## START
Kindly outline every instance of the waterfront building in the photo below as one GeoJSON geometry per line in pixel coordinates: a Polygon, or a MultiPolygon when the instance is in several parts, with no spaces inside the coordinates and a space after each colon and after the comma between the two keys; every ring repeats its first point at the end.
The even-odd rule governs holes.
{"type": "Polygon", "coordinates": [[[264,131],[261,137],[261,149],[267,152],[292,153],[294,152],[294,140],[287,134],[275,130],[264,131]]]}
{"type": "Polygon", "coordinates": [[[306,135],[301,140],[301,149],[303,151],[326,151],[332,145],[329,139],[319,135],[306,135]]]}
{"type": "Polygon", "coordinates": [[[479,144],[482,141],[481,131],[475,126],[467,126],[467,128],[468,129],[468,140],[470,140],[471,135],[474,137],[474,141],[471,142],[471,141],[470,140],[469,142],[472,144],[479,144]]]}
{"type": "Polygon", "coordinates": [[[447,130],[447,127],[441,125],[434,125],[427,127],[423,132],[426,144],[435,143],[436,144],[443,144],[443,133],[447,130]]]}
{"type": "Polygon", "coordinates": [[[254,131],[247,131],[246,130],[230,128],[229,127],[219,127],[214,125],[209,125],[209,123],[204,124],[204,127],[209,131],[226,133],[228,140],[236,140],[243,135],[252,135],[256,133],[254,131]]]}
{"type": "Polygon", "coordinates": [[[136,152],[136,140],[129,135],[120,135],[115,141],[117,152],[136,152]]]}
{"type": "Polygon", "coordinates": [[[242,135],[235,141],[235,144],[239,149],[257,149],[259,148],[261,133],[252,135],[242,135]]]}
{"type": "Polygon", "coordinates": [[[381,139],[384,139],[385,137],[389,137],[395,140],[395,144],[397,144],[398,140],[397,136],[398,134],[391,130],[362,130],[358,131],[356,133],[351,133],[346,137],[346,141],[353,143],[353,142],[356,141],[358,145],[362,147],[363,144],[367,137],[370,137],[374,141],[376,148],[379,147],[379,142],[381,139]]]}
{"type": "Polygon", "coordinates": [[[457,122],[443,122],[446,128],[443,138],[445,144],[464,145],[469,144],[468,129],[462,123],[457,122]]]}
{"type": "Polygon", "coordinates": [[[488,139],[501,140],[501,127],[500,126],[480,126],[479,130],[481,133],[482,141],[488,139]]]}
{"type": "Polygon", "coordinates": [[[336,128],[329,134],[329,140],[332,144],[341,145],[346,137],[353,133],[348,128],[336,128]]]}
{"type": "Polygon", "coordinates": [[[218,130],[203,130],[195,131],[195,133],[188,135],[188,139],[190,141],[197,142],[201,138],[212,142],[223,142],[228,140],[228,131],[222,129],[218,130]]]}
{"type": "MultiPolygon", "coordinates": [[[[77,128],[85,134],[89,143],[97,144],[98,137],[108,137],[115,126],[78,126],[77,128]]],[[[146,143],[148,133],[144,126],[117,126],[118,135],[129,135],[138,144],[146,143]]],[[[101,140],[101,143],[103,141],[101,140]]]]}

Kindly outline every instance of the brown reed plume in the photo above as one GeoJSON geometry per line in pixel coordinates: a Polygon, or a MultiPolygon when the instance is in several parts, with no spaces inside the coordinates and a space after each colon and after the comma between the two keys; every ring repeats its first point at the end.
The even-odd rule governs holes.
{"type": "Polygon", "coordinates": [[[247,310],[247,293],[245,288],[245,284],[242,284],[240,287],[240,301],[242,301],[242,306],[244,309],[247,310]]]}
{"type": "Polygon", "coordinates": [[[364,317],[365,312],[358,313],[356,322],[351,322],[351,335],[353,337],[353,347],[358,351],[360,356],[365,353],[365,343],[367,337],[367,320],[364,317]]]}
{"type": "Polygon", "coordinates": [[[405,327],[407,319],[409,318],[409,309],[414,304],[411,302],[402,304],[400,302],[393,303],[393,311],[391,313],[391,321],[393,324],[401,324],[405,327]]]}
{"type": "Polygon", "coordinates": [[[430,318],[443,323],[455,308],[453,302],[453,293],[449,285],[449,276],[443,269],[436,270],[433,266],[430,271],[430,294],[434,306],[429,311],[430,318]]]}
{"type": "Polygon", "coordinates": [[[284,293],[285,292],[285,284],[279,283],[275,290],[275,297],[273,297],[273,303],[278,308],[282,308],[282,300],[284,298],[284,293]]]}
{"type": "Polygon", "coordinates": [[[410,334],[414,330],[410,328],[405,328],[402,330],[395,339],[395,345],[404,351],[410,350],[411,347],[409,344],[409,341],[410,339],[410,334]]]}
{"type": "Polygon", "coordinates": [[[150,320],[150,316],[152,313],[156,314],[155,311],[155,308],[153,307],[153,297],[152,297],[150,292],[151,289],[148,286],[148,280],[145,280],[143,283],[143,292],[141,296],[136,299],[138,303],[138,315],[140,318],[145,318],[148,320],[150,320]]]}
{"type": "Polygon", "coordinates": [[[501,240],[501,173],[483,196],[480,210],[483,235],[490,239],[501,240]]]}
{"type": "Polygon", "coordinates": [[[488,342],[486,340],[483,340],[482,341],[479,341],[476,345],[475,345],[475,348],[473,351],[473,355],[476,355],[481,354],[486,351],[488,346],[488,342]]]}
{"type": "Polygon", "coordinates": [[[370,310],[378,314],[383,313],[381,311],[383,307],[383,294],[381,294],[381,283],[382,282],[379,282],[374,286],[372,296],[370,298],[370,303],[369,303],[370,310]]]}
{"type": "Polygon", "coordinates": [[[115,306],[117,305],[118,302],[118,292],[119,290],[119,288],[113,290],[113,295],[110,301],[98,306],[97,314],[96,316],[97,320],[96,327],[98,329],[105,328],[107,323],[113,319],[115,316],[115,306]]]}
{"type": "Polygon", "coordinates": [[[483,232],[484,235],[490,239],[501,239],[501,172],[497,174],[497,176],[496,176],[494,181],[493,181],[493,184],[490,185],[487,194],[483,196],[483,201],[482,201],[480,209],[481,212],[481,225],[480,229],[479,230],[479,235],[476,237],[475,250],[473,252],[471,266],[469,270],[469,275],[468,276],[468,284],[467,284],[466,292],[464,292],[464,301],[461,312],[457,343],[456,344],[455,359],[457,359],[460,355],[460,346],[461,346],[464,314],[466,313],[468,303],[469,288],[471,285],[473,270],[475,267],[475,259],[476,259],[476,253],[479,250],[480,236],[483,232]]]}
## END
# WORK INSTRUCTIONS:
Please pick out every line of the data above that contains the word "outline", matching its case exactly, and copy each such line.

# EXPECTED ANSWER:
Kindly outline every instance of the waterfront building in the photo below as one GeoJSON geometry per line in pixel coordinates: a Polygon, or a MultiPolygon when the instance is in several parts, with no spaces inside the coordinates and a space after each colon and after the comma between the two keys; every ring repeats its first point at the end.
Kindly outline every instance of the brown reed plume in the photo above as one GeoJSON geometry per line in pixel coordinates: a Polygon, or a MultiPolygon when the instance is in several parts, with no spaces inside the coordinates and a space after each colon and after the comma between the two keys; every ring repeats its first point at the end.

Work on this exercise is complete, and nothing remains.